(Dataset rows on where objects appear)
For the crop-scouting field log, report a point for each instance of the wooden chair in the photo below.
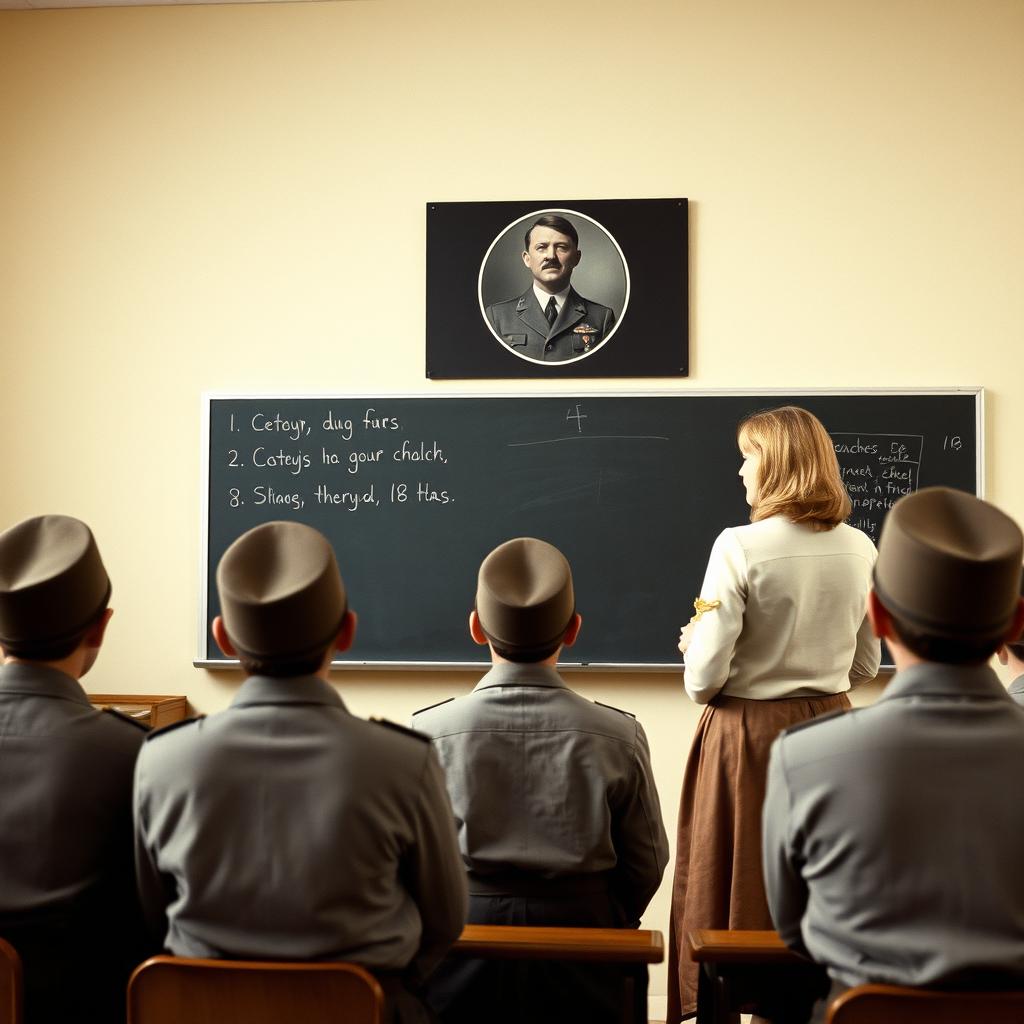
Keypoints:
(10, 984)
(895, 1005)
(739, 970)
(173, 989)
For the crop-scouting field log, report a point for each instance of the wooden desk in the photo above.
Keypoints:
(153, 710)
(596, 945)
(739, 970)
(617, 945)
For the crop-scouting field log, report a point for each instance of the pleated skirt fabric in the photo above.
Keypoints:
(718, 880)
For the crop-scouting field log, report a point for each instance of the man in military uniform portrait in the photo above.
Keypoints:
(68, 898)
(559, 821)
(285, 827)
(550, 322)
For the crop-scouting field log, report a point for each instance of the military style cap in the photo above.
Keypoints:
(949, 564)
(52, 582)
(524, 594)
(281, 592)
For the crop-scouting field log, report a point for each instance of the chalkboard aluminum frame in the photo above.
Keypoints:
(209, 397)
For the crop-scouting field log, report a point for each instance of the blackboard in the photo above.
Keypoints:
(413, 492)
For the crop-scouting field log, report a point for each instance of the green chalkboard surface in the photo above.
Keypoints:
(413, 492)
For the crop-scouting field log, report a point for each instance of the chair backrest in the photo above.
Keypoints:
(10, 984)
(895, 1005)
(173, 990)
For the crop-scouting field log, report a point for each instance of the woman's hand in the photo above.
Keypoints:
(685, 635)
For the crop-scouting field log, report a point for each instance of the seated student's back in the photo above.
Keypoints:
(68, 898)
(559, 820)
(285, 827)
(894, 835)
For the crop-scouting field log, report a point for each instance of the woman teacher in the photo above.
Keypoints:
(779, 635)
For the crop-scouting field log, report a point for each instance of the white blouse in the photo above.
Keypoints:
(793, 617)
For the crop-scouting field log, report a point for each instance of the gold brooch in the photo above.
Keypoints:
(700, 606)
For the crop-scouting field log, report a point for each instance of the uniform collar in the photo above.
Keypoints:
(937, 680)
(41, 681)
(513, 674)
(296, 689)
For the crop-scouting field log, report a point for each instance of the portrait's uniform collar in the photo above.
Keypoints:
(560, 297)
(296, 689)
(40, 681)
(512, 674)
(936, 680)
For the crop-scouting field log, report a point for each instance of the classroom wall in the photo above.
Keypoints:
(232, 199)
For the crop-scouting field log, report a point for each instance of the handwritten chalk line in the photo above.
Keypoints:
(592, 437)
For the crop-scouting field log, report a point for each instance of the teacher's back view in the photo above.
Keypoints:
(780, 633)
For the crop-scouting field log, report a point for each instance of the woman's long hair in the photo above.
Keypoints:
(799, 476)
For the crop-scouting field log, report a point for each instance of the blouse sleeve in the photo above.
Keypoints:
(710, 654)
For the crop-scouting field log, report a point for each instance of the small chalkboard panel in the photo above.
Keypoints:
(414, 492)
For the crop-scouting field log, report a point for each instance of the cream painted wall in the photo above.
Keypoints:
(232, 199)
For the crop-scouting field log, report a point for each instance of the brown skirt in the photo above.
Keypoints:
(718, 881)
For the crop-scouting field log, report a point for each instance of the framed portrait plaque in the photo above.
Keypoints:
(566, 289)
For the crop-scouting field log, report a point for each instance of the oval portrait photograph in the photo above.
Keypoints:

:: SET PROBLEM ::
Copy the material above in full and exactly, skipping pictures.

:: SOLUTION TO THE PROBLEM ::
For the crop-scouting field log, report a point for each instance of the wooden chair in the photo below.
Keypoints:
(10, 984)
(895, 1005)
(739, 970)
(173, 989)
For the crop-scouting field log, report a point for each instance of the wooden desk in the photo above.
Keypoints:
(153, 710)
(596, 945)
(739, 970)
(617, 945)
For the crop-scouting field log, report a point for each instance of the pleated skirt fabric in the photo above.
Keypoints:
(718, 880)
For the crop-scouting field log, report a point for each instance of the man in military uniform portrait in the photo above.
Keypoints:
(68, 898)
(559, 821)
(285, 827)
(550, 322)
For the crop-scouting field log, report a point for each instance of the military style cap in the photo above.
Keypoints:
(949, 564)
(52, 582)
(524, 594)
(281, 592)
For the crop-scouting field log, report a point for each instance of the chalkboard aluminum frame in the photo above.
Keypoints:
(209, 397)
For the crop-scouting field log, report a point for each instance of the blackboard in the photo above.
Keypoints:
(413, 492)
For the crop-scouting field log, report a point for each instance of the green chalkboard surface in the photo above.
Keypoints:
(413, 492)
For the crop-scouting field log, report a point for each instance of the chair backrest in the photo above.
Keypoints:
(10, 984)
(895, 1005)
(173, 990)
For the crop-scouting field log, report a point for each instance of the woman's hand in the photo above.
Keypoints:
(685, 635)
For the crop-scouting field log, report a point for each instance of the seated student's back in the photo above.
Keypoints:
(68, 898)
(559, 820)
(285, 827)
(894, 835)
For the crop-scouting field log, report a point for each instance of the woman teacher in the photo above.
Keypoints:
(779, 635)
For the crop-scouting field log, report a point for each instance of the white blouse in the photo above.
Keypoints:
(793, 617)
For the crop-scouting field log, report a point for each instance of the gold brooch in the photo above.
Keypoints:
(700, 606)
For the crop-scouting field log, report a point for each instance of the uniform collar in the photo above.
Keypoints:
(937, 680)
(41, 681)
(513, 674)
(296, 689)
For the crop-scouting field log, report a point for each instance of the portrait's uniform collar in the photo above.
Keypoints:
(560, 297)
(296, 689)
(40, 681)
(512, 674)
(936, 680)
For the crop-scouting field log, report a point for each instance of the classroom wall in the photo above.
Keypoints:
(232, 199)
For the crop-scouting field log, report a point for each instance of the handwritten chalk line in the photo above.
Keypoints:
(592, 437)
For the crop-scouting field log, report a point for each instance of the teacher's back view in the photo above.
Keypoints:
(780, 633)
For the crop-scouting field log, report a point for each instance of the woman's long hair in the photo above.
Keypoints:
(799, 476)
For the crop-scouting field log, report a point for each instance of the blouse sleeve in the photo above.
Keypoints:
(710, 654)
For the crop-scouting field log, report a point for each instance of the small chalkboard panel in the photo above.
Keypoints:
(414, 492)
For the crop-scouting field log, report a point for each instance of the cream painted wall in the photo above.
Keypoints:
(232, 199)
For the crop-scouting field log, report a point for each instance of the brown skirt in the photo above.
Keypoints:
(718, 881)
For the crop-scouting field log, report a point for each instance of the framed portrait plaque in the photo above.
Keypoints:
(566, 289)
For the crop-scouting field log, report a point for each instance of the oval portrait photograph in the photo above.
Keypoints:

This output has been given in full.